→ TASK DIRECTIONS: Return every row that contains the word "jacket".

============

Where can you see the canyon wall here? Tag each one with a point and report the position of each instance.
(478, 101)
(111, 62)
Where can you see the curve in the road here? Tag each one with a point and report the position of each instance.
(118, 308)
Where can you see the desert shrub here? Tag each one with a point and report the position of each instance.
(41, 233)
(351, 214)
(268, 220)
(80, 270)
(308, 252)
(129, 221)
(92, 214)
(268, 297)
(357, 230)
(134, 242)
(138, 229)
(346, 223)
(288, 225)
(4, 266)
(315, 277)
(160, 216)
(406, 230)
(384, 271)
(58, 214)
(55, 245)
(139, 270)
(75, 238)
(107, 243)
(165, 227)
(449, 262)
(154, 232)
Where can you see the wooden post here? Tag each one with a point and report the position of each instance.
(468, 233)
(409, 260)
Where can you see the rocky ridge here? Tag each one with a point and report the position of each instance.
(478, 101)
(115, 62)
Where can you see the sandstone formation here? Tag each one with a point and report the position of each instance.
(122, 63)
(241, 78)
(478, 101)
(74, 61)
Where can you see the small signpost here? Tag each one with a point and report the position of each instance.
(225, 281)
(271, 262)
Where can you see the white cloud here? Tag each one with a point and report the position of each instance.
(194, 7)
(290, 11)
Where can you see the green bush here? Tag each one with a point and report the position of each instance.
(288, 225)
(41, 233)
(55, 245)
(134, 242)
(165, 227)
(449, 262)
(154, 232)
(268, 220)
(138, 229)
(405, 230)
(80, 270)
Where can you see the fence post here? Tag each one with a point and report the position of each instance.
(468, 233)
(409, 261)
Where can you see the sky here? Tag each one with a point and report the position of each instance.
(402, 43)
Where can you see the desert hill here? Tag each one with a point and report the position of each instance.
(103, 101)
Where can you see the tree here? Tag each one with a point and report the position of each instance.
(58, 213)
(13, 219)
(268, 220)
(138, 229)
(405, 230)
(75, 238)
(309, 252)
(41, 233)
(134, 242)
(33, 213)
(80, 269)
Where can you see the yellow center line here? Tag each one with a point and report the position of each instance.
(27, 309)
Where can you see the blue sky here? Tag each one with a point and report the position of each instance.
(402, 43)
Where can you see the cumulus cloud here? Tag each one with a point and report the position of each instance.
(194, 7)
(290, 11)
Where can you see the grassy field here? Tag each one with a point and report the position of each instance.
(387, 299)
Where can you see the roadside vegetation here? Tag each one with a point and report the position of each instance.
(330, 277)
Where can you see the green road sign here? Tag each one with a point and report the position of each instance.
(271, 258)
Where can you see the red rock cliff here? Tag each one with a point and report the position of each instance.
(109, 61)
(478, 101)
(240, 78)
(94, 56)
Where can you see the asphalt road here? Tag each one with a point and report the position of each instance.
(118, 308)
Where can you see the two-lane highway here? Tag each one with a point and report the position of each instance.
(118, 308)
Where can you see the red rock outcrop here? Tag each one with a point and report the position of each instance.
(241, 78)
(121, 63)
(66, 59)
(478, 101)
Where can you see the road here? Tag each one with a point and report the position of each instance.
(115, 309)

============

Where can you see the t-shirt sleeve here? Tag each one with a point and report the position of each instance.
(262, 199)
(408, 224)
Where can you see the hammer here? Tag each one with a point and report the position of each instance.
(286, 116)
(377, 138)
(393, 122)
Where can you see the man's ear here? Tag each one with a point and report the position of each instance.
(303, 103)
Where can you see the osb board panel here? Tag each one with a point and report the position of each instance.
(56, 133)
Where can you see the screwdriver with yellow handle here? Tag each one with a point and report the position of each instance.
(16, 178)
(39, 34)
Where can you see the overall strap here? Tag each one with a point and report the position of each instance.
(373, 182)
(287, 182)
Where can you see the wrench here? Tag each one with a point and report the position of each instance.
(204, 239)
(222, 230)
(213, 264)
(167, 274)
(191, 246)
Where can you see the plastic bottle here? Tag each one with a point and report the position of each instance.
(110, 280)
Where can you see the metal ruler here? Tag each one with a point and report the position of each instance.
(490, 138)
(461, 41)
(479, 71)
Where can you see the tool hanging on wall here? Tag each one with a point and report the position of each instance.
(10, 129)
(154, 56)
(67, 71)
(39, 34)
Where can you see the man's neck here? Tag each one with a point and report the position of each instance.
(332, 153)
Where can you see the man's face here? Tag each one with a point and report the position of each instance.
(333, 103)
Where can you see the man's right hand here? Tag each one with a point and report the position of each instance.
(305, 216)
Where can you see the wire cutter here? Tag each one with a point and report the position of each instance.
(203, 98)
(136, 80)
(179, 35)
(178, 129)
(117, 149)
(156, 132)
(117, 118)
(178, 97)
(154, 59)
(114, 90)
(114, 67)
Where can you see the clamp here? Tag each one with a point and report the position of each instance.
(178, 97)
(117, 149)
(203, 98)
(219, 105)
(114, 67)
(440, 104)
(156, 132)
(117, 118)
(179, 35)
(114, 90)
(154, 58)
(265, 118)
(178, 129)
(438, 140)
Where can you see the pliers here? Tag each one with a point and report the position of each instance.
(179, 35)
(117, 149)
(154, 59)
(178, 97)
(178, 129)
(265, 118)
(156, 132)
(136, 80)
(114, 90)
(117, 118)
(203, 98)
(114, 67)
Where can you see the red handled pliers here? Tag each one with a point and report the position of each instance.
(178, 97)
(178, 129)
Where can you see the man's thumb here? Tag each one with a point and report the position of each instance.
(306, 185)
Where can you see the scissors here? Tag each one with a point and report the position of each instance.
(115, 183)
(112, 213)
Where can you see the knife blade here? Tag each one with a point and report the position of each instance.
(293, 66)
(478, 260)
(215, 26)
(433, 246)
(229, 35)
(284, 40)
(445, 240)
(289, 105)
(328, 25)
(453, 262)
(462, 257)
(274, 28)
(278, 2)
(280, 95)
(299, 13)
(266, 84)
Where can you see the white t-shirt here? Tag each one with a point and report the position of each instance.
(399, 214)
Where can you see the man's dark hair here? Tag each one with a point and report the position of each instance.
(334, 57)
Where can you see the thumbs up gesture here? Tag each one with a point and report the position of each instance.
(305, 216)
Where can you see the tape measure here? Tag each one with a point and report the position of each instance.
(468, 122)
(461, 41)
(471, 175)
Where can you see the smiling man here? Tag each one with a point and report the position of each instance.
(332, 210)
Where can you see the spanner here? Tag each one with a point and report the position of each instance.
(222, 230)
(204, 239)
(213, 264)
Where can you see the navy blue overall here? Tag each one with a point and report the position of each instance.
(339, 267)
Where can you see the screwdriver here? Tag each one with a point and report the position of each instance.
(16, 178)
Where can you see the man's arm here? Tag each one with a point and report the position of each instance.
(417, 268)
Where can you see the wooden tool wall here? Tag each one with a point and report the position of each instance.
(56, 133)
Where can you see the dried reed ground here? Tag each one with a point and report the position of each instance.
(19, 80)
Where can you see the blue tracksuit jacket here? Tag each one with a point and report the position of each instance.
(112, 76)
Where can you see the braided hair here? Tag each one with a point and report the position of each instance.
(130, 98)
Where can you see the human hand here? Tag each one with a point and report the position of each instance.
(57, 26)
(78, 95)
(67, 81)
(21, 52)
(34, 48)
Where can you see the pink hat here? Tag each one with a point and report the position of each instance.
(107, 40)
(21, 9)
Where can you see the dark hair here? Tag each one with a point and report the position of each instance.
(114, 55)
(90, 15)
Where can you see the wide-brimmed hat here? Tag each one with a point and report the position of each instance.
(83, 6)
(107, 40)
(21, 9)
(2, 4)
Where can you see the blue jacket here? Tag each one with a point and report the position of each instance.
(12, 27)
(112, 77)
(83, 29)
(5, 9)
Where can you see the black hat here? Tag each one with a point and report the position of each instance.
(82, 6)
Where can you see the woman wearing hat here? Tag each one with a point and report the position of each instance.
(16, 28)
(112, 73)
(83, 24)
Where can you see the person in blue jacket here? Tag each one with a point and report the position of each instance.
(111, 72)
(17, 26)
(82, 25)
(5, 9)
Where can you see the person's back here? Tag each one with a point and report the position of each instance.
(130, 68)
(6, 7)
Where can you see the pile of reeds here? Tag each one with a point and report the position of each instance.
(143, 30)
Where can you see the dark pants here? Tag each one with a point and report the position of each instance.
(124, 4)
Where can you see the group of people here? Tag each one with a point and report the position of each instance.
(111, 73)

============

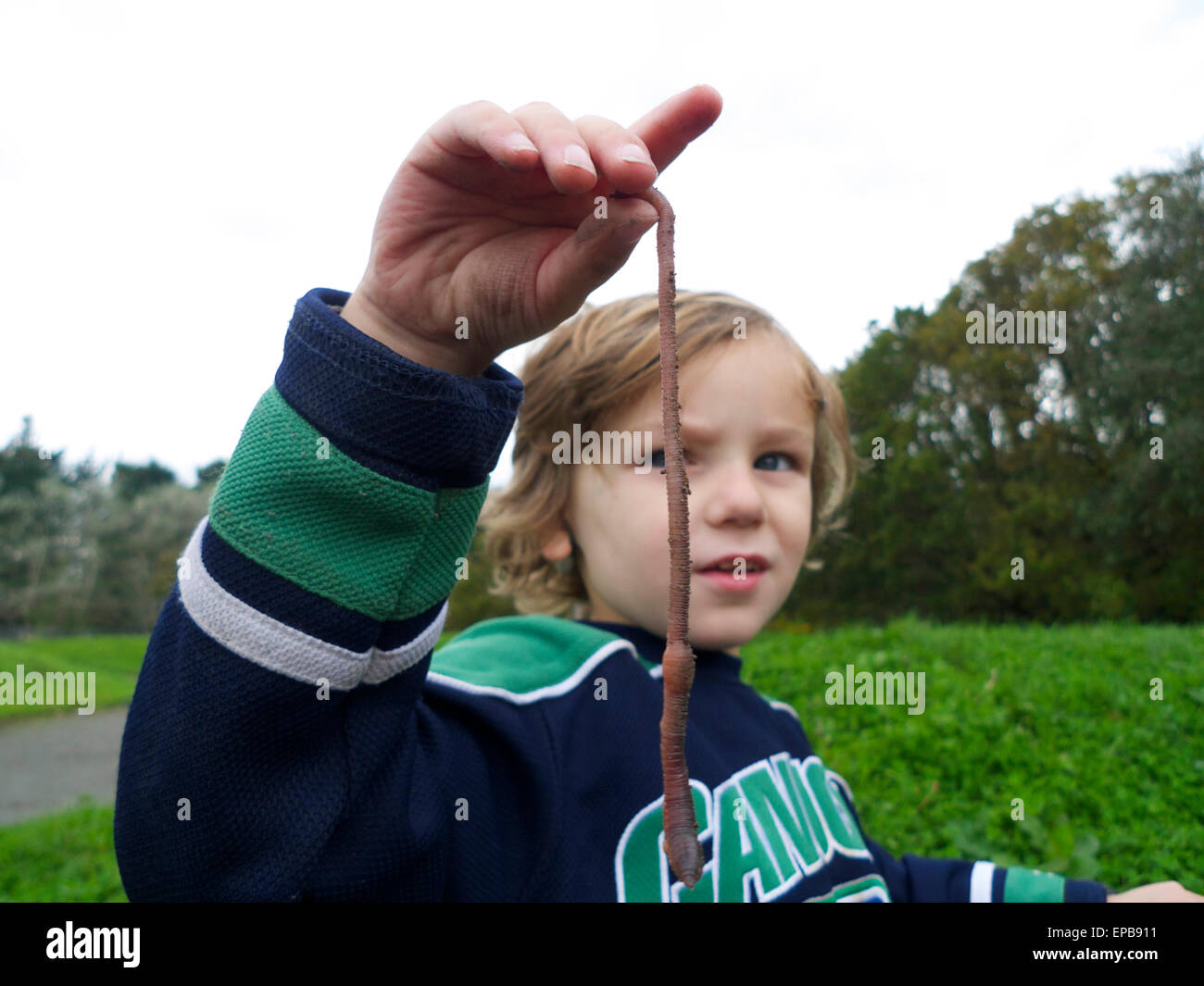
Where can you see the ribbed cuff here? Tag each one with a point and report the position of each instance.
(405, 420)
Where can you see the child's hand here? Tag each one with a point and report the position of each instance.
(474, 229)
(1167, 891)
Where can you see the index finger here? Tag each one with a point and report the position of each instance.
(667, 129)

============

→ WORKED SOLUTION:
Where can you see the blue tracksuit jacket here? Tag each one with a point and report the position of each instance.
Where can you see the blue jacket here? Tag each one with a point and report the position of each instance.
Where can you see the person in blue jacket here? Tag each one with a point and report the position of each instance.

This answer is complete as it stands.